Dataset rows on where objects appear:
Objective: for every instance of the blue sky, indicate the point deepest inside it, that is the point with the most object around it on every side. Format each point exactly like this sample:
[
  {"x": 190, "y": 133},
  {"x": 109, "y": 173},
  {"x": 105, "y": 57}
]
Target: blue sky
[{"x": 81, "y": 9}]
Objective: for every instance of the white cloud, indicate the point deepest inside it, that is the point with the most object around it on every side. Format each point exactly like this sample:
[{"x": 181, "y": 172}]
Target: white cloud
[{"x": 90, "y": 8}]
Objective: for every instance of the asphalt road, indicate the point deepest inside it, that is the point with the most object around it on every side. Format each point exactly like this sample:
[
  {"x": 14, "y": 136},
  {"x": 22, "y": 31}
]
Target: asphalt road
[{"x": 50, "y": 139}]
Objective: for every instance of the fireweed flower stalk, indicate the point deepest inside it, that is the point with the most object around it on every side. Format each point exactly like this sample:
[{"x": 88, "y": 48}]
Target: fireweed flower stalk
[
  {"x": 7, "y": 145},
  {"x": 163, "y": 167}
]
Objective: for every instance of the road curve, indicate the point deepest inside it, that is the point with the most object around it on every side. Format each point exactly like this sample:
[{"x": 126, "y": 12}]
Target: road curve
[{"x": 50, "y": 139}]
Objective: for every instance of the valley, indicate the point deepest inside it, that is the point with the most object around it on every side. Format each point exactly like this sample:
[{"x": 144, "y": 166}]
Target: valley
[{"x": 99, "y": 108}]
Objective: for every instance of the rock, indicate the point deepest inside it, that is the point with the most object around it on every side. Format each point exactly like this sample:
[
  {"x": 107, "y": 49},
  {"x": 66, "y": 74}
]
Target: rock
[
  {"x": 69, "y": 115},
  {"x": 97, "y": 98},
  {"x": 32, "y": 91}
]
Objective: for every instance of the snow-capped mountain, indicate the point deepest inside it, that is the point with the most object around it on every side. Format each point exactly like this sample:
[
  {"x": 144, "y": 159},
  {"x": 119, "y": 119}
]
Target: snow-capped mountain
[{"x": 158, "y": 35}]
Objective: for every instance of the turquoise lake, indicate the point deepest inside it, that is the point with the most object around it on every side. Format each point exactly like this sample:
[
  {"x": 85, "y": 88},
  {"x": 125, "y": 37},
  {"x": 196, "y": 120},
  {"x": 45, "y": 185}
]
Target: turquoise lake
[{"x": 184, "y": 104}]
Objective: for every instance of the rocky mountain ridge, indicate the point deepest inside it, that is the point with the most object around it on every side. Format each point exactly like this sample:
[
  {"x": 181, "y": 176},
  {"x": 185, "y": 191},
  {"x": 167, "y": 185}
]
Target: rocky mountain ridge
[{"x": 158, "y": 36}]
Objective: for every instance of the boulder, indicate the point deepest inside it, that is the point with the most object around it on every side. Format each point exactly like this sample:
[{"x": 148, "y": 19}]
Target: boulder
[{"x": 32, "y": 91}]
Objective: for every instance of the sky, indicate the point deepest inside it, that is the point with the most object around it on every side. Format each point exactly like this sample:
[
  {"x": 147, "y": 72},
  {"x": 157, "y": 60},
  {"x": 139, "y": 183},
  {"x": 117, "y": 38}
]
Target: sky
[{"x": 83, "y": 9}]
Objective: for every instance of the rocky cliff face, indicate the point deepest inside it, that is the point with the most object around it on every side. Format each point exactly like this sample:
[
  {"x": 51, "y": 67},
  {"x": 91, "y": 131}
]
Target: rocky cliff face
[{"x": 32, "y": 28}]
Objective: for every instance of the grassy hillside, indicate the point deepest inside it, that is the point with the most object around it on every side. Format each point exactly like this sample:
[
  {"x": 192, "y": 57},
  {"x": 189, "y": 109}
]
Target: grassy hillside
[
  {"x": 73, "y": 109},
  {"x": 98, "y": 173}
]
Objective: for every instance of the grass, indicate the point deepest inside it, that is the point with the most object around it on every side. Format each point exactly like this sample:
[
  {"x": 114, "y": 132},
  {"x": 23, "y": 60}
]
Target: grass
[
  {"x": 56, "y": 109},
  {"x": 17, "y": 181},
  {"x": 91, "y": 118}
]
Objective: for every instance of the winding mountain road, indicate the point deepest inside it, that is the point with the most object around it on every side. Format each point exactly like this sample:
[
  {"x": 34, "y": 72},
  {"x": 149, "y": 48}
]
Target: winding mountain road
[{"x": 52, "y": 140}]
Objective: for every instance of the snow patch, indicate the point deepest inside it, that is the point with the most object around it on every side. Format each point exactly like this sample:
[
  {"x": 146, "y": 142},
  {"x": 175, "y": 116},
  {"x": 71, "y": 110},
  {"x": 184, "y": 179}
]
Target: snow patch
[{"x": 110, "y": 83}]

---

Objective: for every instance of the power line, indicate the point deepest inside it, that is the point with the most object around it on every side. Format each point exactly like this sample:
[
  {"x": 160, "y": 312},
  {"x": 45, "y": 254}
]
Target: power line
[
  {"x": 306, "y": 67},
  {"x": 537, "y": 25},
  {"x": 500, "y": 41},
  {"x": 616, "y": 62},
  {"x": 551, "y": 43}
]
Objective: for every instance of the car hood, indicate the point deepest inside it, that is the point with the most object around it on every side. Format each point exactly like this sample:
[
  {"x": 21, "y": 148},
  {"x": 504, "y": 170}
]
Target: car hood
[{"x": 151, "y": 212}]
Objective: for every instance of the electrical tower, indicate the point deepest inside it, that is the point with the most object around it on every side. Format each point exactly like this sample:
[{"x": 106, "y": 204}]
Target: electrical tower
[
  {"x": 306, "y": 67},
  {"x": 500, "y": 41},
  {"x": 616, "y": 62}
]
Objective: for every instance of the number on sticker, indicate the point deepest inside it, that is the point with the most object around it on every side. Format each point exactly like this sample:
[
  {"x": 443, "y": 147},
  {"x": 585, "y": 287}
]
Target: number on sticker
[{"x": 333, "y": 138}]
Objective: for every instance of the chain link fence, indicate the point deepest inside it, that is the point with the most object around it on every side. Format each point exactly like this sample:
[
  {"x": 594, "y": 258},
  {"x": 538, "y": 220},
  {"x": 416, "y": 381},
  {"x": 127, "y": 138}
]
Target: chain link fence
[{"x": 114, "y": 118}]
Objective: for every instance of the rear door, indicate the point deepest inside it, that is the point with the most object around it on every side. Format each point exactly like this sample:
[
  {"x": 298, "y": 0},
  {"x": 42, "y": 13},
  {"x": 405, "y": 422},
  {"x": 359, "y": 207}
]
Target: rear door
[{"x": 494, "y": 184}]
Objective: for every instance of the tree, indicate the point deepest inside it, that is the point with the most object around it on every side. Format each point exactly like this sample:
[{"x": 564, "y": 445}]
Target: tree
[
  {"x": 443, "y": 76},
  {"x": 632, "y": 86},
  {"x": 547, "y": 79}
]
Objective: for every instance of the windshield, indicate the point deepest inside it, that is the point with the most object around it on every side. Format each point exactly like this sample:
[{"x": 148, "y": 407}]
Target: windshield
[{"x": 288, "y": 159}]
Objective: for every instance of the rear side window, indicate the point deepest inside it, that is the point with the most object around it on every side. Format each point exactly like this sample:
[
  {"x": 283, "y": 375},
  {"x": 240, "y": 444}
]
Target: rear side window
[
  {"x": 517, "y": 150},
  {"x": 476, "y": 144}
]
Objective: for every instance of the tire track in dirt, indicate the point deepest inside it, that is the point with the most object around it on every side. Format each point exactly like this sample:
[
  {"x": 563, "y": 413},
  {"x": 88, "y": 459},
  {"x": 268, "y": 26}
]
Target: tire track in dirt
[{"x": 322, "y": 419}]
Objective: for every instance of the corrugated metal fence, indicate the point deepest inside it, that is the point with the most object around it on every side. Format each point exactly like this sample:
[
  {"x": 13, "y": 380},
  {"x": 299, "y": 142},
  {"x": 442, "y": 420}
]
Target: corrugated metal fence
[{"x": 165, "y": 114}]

==

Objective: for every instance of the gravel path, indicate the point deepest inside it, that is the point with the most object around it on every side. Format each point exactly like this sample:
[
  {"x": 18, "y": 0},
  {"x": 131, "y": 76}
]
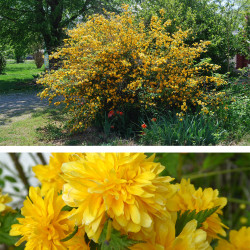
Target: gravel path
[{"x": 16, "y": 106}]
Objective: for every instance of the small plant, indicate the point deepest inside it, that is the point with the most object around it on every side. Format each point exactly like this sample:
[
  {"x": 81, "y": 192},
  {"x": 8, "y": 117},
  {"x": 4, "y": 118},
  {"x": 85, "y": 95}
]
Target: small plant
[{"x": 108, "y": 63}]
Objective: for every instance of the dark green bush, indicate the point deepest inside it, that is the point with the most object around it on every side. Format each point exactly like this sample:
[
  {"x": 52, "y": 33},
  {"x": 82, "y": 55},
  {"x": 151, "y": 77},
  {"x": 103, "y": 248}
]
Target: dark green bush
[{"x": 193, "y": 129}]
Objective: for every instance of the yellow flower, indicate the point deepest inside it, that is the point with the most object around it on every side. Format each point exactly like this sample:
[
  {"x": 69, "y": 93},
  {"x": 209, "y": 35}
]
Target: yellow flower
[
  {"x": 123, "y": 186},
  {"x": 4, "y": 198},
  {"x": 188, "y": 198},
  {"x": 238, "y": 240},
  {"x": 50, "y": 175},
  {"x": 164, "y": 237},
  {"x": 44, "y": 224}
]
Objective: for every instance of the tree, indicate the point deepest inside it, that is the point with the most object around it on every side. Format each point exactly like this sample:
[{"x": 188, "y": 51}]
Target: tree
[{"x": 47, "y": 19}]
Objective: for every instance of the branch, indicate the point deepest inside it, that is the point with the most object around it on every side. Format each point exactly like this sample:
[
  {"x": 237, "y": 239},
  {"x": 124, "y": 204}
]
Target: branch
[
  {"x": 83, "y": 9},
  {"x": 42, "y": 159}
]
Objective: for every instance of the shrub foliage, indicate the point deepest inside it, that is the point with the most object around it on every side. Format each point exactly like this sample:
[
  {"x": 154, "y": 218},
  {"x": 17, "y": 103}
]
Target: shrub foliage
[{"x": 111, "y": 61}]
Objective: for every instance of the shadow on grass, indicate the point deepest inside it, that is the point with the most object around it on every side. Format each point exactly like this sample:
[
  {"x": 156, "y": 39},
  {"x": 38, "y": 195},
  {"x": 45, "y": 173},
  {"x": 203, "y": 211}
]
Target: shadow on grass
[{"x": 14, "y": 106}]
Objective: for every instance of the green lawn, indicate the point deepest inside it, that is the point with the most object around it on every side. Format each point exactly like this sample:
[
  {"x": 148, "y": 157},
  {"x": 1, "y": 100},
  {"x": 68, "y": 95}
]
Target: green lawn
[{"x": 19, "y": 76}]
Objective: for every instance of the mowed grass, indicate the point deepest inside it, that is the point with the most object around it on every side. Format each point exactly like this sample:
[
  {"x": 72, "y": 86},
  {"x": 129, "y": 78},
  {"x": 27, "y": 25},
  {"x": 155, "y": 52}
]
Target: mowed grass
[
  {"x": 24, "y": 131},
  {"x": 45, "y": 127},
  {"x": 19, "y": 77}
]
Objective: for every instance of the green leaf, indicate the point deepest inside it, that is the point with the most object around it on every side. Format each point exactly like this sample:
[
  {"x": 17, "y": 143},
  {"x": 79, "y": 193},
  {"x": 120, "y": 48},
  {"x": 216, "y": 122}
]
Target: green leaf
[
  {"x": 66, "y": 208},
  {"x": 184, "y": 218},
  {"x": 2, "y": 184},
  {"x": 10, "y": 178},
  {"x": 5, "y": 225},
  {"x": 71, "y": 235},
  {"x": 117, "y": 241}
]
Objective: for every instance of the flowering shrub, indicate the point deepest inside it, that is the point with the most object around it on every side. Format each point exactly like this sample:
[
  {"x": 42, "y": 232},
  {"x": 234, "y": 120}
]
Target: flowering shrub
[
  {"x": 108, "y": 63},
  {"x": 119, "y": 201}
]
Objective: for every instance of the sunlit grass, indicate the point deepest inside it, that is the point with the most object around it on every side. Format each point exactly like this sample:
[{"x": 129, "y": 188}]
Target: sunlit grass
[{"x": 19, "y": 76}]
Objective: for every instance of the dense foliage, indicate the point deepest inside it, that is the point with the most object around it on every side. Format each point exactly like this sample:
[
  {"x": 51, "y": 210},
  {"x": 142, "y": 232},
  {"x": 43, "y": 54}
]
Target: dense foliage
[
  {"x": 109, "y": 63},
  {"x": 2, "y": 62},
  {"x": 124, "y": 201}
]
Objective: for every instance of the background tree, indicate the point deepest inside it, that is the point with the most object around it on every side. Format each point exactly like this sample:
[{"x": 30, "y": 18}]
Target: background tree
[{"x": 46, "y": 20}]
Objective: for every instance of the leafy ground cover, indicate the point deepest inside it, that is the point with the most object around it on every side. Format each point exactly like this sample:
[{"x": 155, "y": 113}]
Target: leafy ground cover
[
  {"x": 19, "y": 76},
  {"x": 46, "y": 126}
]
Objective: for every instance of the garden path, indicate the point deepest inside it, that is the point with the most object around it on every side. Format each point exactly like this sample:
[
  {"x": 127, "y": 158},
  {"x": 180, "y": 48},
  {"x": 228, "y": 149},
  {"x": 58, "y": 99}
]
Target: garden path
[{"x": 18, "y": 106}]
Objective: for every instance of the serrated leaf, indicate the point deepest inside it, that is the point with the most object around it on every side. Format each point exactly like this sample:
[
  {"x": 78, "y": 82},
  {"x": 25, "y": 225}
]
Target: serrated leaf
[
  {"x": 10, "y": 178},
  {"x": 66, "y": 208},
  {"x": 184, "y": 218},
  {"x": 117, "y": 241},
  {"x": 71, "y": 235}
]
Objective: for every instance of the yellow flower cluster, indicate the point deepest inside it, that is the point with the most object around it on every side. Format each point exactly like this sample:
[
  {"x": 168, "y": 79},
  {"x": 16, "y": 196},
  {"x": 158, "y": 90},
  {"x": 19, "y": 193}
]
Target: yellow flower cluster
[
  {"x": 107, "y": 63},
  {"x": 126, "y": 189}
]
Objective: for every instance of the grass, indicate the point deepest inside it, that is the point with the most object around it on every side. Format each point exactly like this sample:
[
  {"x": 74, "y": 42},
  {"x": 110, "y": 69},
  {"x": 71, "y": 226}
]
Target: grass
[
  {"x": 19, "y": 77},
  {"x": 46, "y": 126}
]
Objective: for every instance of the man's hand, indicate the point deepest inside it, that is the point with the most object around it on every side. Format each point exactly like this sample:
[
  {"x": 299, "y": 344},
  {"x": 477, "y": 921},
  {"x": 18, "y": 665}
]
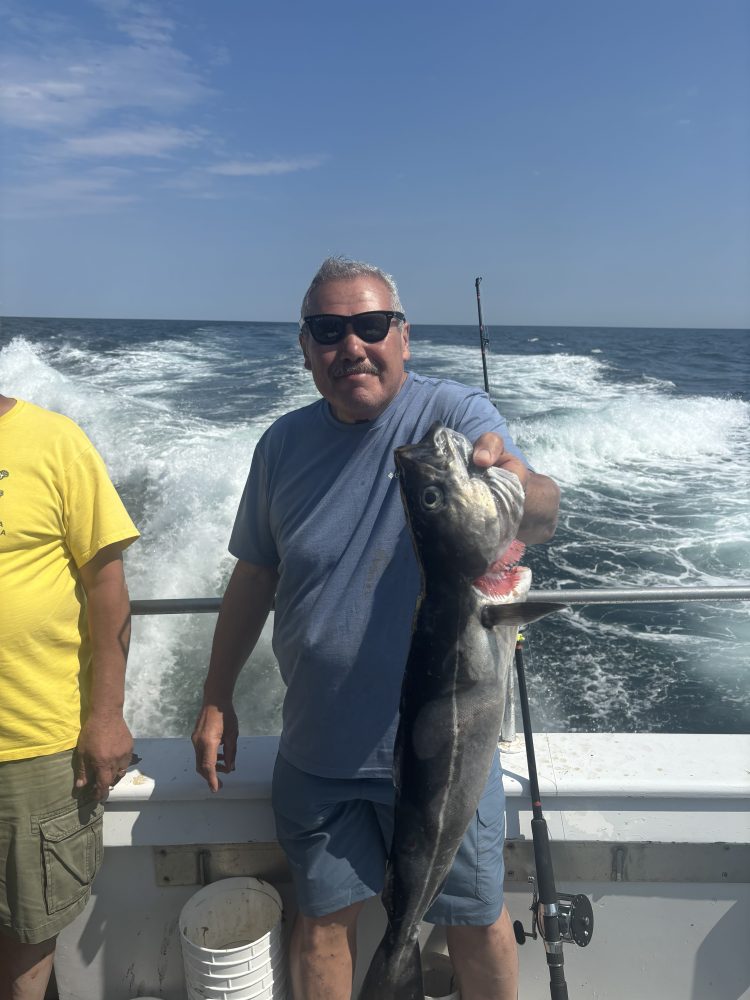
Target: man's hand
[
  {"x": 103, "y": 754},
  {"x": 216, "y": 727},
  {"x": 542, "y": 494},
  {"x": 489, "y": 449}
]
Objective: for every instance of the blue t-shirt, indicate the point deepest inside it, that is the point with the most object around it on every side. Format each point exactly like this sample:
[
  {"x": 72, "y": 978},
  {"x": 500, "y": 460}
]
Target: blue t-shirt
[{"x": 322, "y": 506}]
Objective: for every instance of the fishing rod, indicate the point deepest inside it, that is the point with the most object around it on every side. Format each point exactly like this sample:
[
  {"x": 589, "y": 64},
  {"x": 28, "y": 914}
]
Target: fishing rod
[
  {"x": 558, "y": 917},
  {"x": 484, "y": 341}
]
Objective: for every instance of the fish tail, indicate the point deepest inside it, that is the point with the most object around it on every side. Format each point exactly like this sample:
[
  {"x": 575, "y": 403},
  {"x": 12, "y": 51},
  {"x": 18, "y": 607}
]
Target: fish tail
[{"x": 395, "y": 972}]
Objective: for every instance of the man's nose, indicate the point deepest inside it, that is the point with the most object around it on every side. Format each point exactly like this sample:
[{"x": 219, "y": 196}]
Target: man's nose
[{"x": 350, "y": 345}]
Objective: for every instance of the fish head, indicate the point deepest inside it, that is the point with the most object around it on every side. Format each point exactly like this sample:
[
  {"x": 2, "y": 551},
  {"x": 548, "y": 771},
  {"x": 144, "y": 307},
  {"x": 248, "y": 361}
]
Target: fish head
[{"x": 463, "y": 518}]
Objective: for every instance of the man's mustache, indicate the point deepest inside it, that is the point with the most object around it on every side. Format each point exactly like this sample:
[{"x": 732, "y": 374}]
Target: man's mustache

GIVEN EXERCISE » Which lines in the records contain the string "white"? Identify each one and copy it out in full, treating uppercase and lowercase as different.

EXERCISE ANSWER »
Objective: for every instance of the white cloud, indicate the point deepest inside it, that is the point with the most object around it on every side. Format each point exactly like this sample:
Target: white cloud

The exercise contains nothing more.